__WHAT TO WORK ON__
Reproduce every one of the following items line for line, altering no character.
# INPUT RECORDS start
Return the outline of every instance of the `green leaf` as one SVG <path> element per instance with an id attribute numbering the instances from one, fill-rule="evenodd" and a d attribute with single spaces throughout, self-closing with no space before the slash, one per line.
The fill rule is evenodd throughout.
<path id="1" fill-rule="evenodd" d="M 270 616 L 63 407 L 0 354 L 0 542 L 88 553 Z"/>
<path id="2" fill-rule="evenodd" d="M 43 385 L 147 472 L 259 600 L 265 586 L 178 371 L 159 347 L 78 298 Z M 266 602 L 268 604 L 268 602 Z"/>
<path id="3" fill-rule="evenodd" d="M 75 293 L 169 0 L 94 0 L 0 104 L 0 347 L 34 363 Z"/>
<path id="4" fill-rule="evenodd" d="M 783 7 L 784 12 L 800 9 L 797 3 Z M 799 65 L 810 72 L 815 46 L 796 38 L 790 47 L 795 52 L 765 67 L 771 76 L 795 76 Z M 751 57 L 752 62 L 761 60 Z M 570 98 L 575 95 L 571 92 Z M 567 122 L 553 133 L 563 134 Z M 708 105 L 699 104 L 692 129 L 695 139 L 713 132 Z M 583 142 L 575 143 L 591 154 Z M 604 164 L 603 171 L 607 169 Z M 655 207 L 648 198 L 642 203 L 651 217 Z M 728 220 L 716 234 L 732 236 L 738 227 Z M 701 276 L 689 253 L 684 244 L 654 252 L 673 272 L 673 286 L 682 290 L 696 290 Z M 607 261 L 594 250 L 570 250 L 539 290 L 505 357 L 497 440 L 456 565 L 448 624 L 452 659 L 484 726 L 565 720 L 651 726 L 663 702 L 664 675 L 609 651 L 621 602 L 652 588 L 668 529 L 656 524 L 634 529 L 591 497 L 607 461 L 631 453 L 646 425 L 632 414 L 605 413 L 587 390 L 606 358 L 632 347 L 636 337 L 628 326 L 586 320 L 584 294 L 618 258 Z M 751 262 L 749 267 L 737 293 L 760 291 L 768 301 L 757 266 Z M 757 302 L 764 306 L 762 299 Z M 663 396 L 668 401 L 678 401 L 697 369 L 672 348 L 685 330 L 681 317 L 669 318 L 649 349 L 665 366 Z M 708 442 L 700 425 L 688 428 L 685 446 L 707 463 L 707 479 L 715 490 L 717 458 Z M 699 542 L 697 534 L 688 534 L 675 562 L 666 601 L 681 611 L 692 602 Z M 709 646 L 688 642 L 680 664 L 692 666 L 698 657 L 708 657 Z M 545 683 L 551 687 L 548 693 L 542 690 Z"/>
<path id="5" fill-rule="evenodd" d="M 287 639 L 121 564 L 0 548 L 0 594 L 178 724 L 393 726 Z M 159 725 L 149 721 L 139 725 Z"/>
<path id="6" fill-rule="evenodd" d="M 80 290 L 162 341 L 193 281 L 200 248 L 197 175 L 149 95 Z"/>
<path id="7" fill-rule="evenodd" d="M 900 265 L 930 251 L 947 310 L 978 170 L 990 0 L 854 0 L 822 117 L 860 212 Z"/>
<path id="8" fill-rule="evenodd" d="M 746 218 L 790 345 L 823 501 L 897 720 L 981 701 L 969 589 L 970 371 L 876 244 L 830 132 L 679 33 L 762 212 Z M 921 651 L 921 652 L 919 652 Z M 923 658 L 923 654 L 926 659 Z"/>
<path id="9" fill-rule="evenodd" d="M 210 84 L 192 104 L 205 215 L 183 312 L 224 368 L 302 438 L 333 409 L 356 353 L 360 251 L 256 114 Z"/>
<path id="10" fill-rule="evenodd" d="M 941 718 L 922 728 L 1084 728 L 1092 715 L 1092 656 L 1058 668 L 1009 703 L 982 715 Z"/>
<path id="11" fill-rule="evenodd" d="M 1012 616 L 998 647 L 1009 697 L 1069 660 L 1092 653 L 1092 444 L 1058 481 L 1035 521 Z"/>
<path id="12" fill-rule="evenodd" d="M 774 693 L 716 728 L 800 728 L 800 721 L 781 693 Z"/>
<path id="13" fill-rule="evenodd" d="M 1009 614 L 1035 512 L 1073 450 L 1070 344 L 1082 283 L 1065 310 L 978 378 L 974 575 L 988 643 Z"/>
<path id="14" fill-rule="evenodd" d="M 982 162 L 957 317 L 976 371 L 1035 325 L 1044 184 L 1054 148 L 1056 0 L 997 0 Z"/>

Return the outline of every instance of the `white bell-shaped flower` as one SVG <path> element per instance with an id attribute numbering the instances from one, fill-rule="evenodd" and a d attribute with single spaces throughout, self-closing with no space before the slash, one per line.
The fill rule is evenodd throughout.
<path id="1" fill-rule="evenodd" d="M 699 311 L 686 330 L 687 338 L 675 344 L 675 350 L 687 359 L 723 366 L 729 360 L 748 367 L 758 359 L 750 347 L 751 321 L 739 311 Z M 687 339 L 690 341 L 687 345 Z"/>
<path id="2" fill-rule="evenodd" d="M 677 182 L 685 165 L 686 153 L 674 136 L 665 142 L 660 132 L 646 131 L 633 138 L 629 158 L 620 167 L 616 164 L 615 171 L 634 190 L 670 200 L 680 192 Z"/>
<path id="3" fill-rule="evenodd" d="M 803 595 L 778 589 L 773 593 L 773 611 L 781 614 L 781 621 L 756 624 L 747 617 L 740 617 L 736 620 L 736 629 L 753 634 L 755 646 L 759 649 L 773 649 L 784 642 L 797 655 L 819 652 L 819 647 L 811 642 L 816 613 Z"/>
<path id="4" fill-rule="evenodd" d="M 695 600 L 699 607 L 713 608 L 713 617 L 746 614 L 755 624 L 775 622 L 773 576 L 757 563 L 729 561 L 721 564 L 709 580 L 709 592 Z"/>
# INPUT RECORDS end
__ANSWER FOR THIS EXERCISE__
Return the outline of every instance of the `green leaf` as one SVG <path> element per instance with an id attribute numbering the instances from one, fill-rule="evenodd" and a d attribute with single spaces throughout, self-closing with no space before the slash, one per line.
The fill rule is evenodd throughout.
<path id="1" fill-rule="evenodd" d="M 270 616 L 63 407 L 0 354 L 0 542 L 88 553 Z"/>
<path id="2" fill-rule="evenodd" d="M 43 385 L 147 472 L 259 600 L 265 586 L 178 371 L 159 347 L 78 298 Z M 266 602 L 268 604 L 268 602 Z"/>
<path id="3" fill-rule="evenodd" d="M 75 293 L 169 0 L 94 0 L 0 104 L 0 347 L 34 363 Z"/>
<path id="4" fill-rule="evenodd" d="M 783 7 L 784 12 L 800 9 L 797 3 Z M 799 65 L 810 72 L 815 46 L 796 38 L 790 47 L 795 52 L 765 67 L 771 76 L 795 76 Z M 751 57 L 752 62 L 761 60 Z M 570 98 L 575 95 L 571 92 Z M 567 122 L 553 133 L 563 134 Z M 708 105 L 699 104 L 692 129 L 695 139 L 713 132 Z M 583 142 L 575 143 L 591 154 Z M 604 164 L 603 171 L 607 169 Z M 655 207 L 648 198 L 642 203 L 651 217 Z M 728 220 L 716 234 L 732 236 L 738 227 Z M 701 276 L 689 253 L 684 244 L 654 252 L 673 272 L 673 286 L 682 290 L 696 290 Z M 607 261 L 594 250 L 570 250 L 539 290 L 505 357 L 497 440 L 456 565 L 448 624 L 452 659 L 484 726 L 565 720 L 651 726 L 663 702 L 664 675 L 609 651 L 621 602 L 652 588 L 668 529 L 656 524 L 634 529 L 591 497 L 607 461 L 631 453 L 646 425 L 632 414 L 605 413 L 587 390 L 606 358 L 632 347 L 636 337 L 628 326 L 586 320 L 584 294 L 618 258 Z M 751 262 L 749 267 L 737 293 L 760 291 L 768 301 L 757 266 Z M 757 302 L 764 306 L 762 299 Z M 663 396 L 668 401 L 678 401 L 697 369 L 672 348 L 685 330 L 681 317 L 669 318 L 649 349 L 665 366 Z M 708 442 L 700 425 L 688 428 L 685 446 L 707 463 L 707 479 L 715 490 L 717 458 Z M 699 542 L 697 534 L 688 534 L 675 562 L 666 601 L 681 611 L 692 602 Z M 709 646 L 688 642 L 680 664 L 692 666 L 698 657 L 708 657 Z M 545 683 L 551 687 L 548 693 L 542 690 Z"/>
<path id="5" fill-rule="evenodd" d="M 287 639 L 121 564 L 0 548 L 0 594 L 178 724 L 393 726 Z M 159 725 L 149 721 L 139 725 Z"/>
<path id="6" fill-rule="evenodd" d="M 80 290 L 162 341 L 193 281 L 200 248 L 197 175 L 149 95 Z"/>
<path id="7" fill-rule="evenodd" d="M 900 265 L 930 251 L 947 310 L 978 170 L 990 0 L 854 0 L 822 117 L 860 212 Z"/>
<path id="8" fill-rule="evenodd" d="M 746 218 L 790 345 L 823 501 L 897 720 L 981 701 L 969 589 L 970 371 L 876 244 L 830 132 L 679 33 L 762 212 Z M 921 651 L 921 652 L 919 652 Z M 923 658 L 923 654 L 926 659 Z"/>
<path id="9" fill-rule="evenodd" d="M 210 84 L 192 104 L 205 215 L 183 312 L 224 368 L 302 438 L 333 409 L 356 353 L 360 251 L 256 114 Z"/>
<path id="10" fill-rule="evenodd" d="M 941 718 L 922 728 L 1084 728 L 1092 715 L 1092 656 L 1058 668 L 1009 703 L 982 715 Z"/>
<path id="11" fill-rule="evenodd" d="M 1012 616 L 998 647 L 1009 697 L 1069 660 L 1092 653 L 1092 444 L 1058 481 L 1035 521 Z"/>
<path id="12" fill-rule="evenodd" d="M 774 693 L 716 728 L 800 728 L 800 721 L 781 693 Z"/>
<path id="13" fill-rule="evenodd" d="M 1009 614 L 1035 512 L 1073 450 L 1070 344 L 1082 283 L 1065 310 L 978 378 L 974 575 L 988 643 Z"/>
<path id="14" fill-rule="evenodd" d="M 982 162 L 957 317 L 976 371 L 1035 325 L 1044 184 L 1054 148 L 1056 0 L 997 0 Z"/>

Return the outline of every instance of the `white bell-shaped flower` as one SVG <path> element per instance with an id attribute numbering the instances from one, fill-rule="evenodd" and a d attribute with single spaces throughout, self-closing with no space before the slash, one per line.
The fill rule is evenodd throughout.
<path id="1" fill-rule="evenodd" d="M 699 311 L 686 330 L 687 338 L 675 344 L 675 350 L 687 359 L 723 366 L 729 360 L 748 367 L 758 359 L 750 347 L 751 321 L 739 311 Z M 687 339 L 690 341 L 687 345 Z"/>
<path id="2" fill-rule="evenodd" d="M 677 182 L 685 165 L 686 153 L 674 136 L 665 142 L 660 132 L 646 131 L 633 138 L 629 158 L 620 167 L 616 164 L 615 171 L 634 190 L 670 200 L 680 192 Z"/>
<path id="3" fill-rule="evenodd" d="M 803 595 L 778 589 L 773 593 L 773 611 L 781 614 L 781 621 L 756 624 L 747 617 L 740 617 L 736 620 L 736 629 L 753 634 L 755 646 L 759 649 L 773 649 L 784 642 L 797 655 L 819 652 L 819 647 L 811 642 L 816 613 Z"/>
<path id="4" fill-rule="evenodd" d="M 695 600 L 699 607 L 713 608 L 713 617 L 746 614 L 755 624 L 775 622 L 773 576 L 757 563 L 729 561 L 721 564 L 709 580 L 709 592 Z"/>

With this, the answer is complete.